- Task prompt
Without the pictures, can you quote each line below exactly?

══ Data supplied

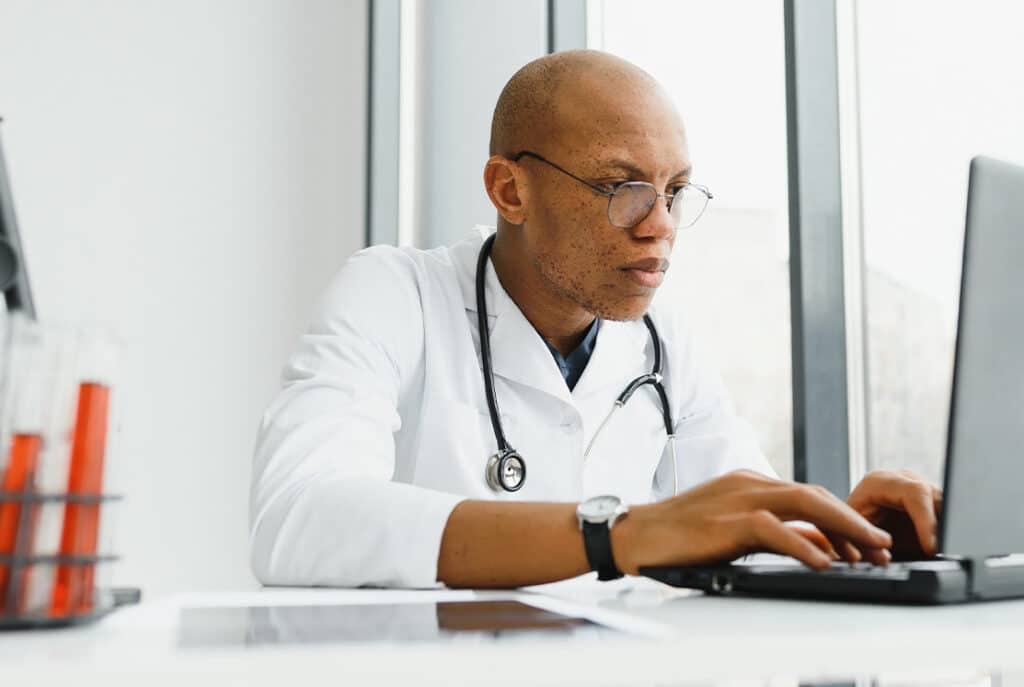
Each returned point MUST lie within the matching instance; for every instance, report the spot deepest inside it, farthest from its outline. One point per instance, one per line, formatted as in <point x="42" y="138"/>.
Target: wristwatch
<point x="596" y="517"/>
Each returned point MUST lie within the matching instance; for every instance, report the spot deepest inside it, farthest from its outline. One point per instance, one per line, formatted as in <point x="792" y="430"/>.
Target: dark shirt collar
<point x="572" y="365"/>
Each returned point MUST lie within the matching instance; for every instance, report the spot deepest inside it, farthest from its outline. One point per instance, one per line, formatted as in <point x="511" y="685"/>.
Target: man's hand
<point x="903" y="504"/>
<point x="745" y="512"/>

════

- Output for this task
Each returned point MUST lie within the matching instance; for every instance, report the spot deepest inside it, farthest from its outline. One point per instance, one per line, formatted as in <point x="42" y="138"/>.
Target: wristwatch
<point x="596" y="517"/>
Each returned point MUST lie within the matching instance; for every instance, report the spot deepest inside it, farthest from its outline. One point per instance, one per line, formatted as in <point x="792" y="430"/>.
Target: dark shirt collar
<point x="572" y="365"/>
Each returned point MUST lie within the matching instance; for every instance, report the spot deepest inside it, farthest from its outline. One point per instance, one per line, formatted as in <point x="511" y="685"/>.
Target: man's hand
<point x="903" y="504"/>
<point x="745" y="512"/>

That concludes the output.